[Extracted data entries]
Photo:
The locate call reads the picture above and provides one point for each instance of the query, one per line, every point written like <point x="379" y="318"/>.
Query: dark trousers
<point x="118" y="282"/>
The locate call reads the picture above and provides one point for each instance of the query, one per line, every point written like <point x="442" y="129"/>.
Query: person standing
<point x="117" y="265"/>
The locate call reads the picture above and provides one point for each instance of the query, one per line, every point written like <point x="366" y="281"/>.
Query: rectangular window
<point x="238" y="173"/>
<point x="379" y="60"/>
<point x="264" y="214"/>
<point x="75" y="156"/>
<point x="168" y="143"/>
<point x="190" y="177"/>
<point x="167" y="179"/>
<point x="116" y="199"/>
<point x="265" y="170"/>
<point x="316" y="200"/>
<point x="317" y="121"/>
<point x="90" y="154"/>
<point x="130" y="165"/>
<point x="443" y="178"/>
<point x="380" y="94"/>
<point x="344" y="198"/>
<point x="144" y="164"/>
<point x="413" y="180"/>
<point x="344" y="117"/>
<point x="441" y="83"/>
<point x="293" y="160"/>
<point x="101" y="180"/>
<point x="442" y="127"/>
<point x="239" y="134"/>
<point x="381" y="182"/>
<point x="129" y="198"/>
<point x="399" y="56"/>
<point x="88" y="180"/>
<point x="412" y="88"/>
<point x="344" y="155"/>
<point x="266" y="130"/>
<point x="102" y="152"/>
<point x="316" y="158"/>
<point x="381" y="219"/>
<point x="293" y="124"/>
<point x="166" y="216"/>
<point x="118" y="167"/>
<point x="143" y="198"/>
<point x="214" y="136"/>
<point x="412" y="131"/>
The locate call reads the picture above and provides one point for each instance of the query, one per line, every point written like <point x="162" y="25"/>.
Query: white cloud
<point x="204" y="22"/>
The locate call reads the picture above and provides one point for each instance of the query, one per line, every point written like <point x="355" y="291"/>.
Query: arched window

_WORK REQUEST_
From the entries, copy out each line containing the word "provides".

_YOUR SOLUTION_
The locate call reads the picture above and provides one point for each instance of the query, one per line, every point written like <point x="379" y="318"/>.
The locate call reads the picture above and provides one point for each instance of the query, one per line, every point written like <point x="442" y="129"/>.
The locate call reads the picture above and provides one point for each instance of the query, one per line, every point written like <point x="366" y="281"/>.
The locate call reads the picture above and provides one point for each instance of the query, one per line, every point written like <point x="162" y="25"/>.
The locate call reads the picture above and provides one point for each instance of the query, one per line, every point written like <point x="355" y="291"/>.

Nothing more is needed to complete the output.